What is asked -> Your task is to return the span of lines beginning at the one with "If you could drop a marker on the asphalt" and ending at the last line of the data, exactly as it stands.

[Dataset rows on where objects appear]
○ ○ ○ ○ ○ ○ ○

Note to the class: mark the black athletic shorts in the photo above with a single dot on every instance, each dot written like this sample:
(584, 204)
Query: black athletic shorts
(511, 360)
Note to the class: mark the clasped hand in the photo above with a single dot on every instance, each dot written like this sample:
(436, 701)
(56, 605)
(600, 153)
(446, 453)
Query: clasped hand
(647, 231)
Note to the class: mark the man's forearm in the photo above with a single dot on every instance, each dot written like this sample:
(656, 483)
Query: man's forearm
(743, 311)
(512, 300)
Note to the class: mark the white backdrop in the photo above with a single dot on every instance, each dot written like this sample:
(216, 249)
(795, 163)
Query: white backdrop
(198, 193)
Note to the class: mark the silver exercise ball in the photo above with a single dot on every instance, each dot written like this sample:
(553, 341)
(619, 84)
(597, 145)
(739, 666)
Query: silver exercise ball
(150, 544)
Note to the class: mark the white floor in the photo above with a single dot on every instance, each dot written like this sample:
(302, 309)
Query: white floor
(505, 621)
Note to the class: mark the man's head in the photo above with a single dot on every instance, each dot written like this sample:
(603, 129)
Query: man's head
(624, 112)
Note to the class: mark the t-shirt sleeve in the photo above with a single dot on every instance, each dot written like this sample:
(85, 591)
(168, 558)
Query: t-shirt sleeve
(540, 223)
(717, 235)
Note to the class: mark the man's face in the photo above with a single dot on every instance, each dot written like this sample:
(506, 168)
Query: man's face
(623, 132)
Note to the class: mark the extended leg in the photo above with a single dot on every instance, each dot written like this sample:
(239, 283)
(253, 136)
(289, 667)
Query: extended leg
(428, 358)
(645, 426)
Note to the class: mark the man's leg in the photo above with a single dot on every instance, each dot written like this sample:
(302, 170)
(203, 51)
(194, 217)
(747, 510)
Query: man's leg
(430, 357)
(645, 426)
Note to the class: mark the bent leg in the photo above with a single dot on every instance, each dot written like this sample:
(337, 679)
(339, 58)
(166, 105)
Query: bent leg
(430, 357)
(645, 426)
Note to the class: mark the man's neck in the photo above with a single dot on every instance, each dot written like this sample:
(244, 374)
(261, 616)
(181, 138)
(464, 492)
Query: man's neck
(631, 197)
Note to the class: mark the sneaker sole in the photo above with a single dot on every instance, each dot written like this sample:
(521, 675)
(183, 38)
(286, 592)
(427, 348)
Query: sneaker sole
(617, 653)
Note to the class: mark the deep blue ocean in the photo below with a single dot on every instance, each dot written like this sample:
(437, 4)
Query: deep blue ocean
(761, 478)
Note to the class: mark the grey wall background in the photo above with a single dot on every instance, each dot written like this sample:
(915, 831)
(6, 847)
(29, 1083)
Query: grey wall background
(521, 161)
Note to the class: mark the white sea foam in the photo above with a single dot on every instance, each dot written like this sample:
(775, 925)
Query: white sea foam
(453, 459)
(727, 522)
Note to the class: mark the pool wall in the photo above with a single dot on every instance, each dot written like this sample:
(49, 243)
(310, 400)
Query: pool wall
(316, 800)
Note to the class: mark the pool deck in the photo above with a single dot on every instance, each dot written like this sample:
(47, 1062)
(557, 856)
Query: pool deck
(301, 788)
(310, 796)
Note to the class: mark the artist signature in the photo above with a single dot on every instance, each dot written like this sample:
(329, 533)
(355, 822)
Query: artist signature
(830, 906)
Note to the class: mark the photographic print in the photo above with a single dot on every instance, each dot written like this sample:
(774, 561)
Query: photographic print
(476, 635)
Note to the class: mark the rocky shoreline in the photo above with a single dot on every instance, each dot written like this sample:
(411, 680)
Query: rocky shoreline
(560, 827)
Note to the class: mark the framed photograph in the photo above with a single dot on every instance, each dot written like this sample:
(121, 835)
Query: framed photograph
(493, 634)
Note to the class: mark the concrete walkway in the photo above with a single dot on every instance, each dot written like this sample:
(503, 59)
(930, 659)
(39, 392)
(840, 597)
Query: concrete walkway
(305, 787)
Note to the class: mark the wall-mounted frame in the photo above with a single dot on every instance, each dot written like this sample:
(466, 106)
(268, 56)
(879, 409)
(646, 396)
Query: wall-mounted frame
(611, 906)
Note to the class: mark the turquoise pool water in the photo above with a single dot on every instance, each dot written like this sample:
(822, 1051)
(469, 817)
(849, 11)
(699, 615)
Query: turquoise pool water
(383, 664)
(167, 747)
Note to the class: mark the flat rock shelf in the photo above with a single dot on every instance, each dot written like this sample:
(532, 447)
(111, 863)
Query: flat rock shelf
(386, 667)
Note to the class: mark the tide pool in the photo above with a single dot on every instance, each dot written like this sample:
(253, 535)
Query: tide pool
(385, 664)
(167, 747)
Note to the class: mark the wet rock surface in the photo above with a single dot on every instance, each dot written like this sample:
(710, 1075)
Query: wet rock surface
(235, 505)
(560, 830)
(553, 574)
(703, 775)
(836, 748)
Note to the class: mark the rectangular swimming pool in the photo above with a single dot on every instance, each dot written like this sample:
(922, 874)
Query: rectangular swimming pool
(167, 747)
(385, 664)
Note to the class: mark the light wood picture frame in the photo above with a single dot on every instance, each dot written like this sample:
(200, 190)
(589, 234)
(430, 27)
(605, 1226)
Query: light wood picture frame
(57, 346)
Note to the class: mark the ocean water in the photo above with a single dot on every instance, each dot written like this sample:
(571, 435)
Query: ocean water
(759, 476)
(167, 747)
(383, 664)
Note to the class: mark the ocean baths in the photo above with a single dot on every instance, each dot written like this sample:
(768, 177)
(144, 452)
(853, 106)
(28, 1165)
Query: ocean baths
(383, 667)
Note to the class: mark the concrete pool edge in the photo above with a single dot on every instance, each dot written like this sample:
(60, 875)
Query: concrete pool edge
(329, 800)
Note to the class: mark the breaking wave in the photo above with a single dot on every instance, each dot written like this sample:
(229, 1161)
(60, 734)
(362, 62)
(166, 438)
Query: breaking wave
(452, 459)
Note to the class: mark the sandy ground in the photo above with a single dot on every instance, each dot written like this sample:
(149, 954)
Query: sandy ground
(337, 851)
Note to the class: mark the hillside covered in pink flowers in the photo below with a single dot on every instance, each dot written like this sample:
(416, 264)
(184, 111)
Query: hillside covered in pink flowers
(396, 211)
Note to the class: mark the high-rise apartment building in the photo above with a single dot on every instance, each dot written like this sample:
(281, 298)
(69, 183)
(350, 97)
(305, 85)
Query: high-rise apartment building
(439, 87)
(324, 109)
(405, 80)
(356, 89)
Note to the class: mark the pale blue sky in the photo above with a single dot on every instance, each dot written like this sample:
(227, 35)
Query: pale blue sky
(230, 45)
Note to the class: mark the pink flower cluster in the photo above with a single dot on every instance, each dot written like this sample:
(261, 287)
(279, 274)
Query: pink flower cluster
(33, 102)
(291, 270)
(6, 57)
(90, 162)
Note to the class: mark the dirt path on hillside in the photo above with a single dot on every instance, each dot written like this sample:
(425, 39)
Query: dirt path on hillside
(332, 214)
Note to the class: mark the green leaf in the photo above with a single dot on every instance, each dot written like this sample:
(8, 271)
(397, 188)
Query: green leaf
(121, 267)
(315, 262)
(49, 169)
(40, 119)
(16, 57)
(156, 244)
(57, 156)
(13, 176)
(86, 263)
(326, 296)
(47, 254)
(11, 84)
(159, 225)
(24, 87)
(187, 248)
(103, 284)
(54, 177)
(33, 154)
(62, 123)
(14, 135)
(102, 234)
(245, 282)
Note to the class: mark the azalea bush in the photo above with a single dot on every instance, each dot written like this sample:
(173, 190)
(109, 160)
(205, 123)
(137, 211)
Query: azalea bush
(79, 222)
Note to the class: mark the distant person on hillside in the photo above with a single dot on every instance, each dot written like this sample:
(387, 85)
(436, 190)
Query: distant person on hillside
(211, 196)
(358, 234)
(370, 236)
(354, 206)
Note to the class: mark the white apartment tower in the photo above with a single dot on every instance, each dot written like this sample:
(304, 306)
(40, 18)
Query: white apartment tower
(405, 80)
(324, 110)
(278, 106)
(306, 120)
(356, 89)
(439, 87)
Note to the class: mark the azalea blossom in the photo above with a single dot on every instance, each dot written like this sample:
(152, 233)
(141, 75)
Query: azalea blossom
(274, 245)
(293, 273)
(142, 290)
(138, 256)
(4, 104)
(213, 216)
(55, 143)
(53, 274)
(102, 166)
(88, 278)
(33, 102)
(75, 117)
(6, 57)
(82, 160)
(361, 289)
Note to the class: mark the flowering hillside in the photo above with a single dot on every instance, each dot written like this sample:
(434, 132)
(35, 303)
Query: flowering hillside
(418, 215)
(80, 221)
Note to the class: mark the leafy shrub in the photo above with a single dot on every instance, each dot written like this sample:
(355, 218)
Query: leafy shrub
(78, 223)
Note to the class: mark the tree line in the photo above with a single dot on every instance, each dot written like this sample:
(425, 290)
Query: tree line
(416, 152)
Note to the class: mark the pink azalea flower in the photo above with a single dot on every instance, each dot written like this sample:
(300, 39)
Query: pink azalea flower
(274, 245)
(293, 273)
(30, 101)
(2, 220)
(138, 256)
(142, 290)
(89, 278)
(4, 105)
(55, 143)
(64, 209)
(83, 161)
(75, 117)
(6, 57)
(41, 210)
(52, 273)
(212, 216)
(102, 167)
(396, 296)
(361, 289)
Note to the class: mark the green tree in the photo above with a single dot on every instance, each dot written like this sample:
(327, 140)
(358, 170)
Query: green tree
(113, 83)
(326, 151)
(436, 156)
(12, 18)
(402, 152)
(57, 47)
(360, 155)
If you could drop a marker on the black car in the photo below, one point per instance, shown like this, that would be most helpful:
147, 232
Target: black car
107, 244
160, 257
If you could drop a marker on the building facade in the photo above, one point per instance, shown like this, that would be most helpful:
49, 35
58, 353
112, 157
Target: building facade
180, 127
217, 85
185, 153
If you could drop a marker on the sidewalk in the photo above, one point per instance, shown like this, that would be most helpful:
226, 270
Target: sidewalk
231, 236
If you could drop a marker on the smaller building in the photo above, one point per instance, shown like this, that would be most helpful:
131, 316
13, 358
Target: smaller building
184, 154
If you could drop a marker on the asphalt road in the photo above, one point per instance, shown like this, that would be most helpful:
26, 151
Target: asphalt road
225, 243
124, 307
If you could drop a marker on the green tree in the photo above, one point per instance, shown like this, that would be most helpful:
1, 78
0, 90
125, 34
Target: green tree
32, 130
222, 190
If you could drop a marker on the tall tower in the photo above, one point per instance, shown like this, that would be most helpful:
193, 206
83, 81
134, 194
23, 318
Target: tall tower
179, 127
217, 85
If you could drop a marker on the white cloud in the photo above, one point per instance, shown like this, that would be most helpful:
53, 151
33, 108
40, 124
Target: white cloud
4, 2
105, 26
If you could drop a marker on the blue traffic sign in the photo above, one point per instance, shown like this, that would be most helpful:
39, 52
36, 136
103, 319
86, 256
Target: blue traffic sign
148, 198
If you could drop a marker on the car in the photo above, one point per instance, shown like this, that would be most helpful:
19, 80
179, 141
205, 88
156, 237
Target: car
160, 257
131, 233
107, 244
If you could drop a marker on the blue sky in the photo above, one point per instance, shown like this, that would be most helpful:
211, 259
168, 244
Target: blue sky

○ ○ ○ ○ ○ ○ ○

Task output ->
If you could drop a marker on the asphalt road in the photo above, one point per instance, shown like this, that would be most helpful:
26, 151
Target: asphalt road
225, 243
124, 307
If you could drop a marker on the green tree in the photo above, one point per instance, shown like this, that would be most helpful:
1, 78
0, 90
125, 34
Target: green tree
32, 130
222, 190
If you could drop a marker on the tall tower in the photo above, one point per instance, shown like this, that would be most helpful:
193, 206
83, 81
134, 194
23, 318
Target: tall tower
179, 127
217, 85
If you could drop a marker on the white cloud in the photo above, one point per instance, shown like this, that would be most helpful:
53, 151
33, 108
40, 124
Target: white cloud
4, 2
105, 26
If you could drop a marker on the blue traffic sign in the photo above, one point per instance, shown like this, that would be most helpful:
39, 52
36, 136
103, 319
86, 256
Target: blue traffic sign
148, 198
If you could drop a marker on the car in the photo above, one point per instance, shown like this, that would be most helpful:
19, 80
179, 141
205, 88
156, 237
Target: car
160, 257
131, 233
107, 244
If you could drop a marker on the blue sky in the photo above, one point per instance, shown like this, that would be most helpful:
211, 259
168, 244
Target: blue sky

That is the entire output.